◆ Set problem 1:
Answer these questions about the article on Scripps Networks Interactive's earnings.
(a) By what percentage did net income rise in the fourth quarter?
(b) Which network did John Lansing name as the number one programming priority?
(c) Who was the CFO who spoke during the earnings call?

--- Begin Reading passage ---

Updated 3:45 p.m. ET
Scripps Networks Interactive said its fourth-quarter profits rose on double-digit ad revenue increases at its cable networks.
The company, which runs Food Network and HGTV, said it planned big increases in both programming and non-programming expenses in 2012.
In the fourth quarter, Scripps said net income rose 3.4% to $135 million, or 84 cents a share, from $130.6 million, or 77 cents a share, a year ago.
Revenues rose 10% to $553 million. Advertising revenues rose 11% to $394 million and affiliate fee revenue gained 5.7% to $147 million. Food Network, DIY Network and Cooking Channel recorded big revenue gains in the quarter, while Travel Channel and GAC declined.
"The high level of engagement our focused lifestyle networks have created with media consumers, and the value our television and interactive brands deliver to advertisers as preferred marketing platforms, is reflected in the company's strong fourth-quarter operating results," Ken Lowe, chairman, president and CEO said in a statement. "Our consistent track record of double-digit revenue and segment profit growth continued during the three-month period, and contributed to a very good 2011."
For 2012, Scripps Networks Interactive said it expects revenue to increase 8% to 10%, programming expenses to increase 13% to 15% to help drive increased viewership and non-programming expenses to increase 10% to 12%. This includes investments in marketing, as well as international, interactive and digital businesses.
The increases in both programming, which began in the second half of 2011, and non-programming expenses caused concerns among analysts on the company's earnings conference call.
"As many of you have noted, our programming spend, as seen on the cash flow statement, was up about 33% for the full year," said CFO Joe NeCastro during the call. "We increased the number of new program launches starting in December 2011...These new shows helped drive the higher programming expense in the third and fourth quarters of 2011. That accelerated level of program amortization will continue through the first half of 2012, reflecting the investment we made in order to maintain and build on our competitive advantage."
The increase in program spending is expected to drop off in the second half of the year, he said.
John Lansing, president of Scripps Networks, said that there were three programming priorities. "The number one priority for us is to invest in Travel because the payoff for improved ratings on Travel is significant," he said. In addition to incremental ad revenue for higher ratings, Travel Channel has several affiliate deals that are about to be renewed. Higher viewership might translate into higher subscriber fees.
Lansing said the second priority is to continue to pump new programming into the company's top networks, Food and HGTV. Finally, he said a small amount of the investment is going toward developing lifestyle/country programming for GAC.

--- End Reading passage ---

◆ Set problem 2: Rewrite every one of the records below with "marker" changed to "dot" and nothing else altered.

--- Begin Excerpted records ---

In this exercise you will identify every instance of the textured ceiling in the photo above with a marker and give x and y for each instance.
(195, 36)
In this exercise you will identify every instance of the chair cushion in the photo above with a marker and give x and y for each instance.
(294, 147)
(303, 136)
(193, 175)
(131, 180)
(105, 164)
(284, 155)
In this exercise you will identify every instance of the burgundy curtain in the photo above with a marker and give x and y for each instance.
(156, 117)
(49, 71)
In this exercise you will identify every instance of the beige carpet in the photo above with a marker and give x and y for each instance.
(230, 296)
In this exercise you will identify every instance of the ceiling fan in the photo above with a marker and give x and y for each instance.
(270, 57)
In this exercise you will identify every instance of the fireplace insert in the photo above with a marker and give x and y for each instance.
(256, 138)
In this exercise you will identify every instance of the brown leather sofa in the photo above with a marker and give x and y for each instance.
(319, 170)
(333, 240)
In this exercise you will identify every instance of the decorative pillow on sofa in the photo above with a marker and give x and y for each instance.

--- End Excerpted records ---

◆ Expected output 1:
(a) 3.4%
(b) Travel Channel
(c) Joe NeCastro

◆ Expected output 2:
In this exercise you will identify every instance of the textured ceiling in the photo above with a dot and give x and y for each instance.
(195, 36)
In this exercise you will identify every instance of the chair cushion in the photo above with a dot and give x and y for each instance.
(294, 147)
(303, 136)
(193, 175)
(131, 180)
(105, 164)
(284, 155)
In this exercise you will identify every instance of the burgundy curtain in the photo above with a dot and give x and y for each instance.
(156, 117)
(49, 71)
In this exercise you will identify every instance of the beige carpet in the photo above with a dot and give x and y for each instance.
(230, 296)
In this exercise you will identify every instance of the ceiling fan in the photo above with a dot and give x and y for each instance.
(270, 57)
In this exercise you will identify every instance of the fireplace insert in the photo above with a dot and give x and y for each instance.
(256, 138)
In this exercise you will identify every instance of the brown leather sofa in the photo above with a dot and give x and y for each instance.
(319, 170)
(333, 240)
In this exercise you will identify every instance of the decorative pillow on sofa in the photo above with a dot and give x and y for each instance.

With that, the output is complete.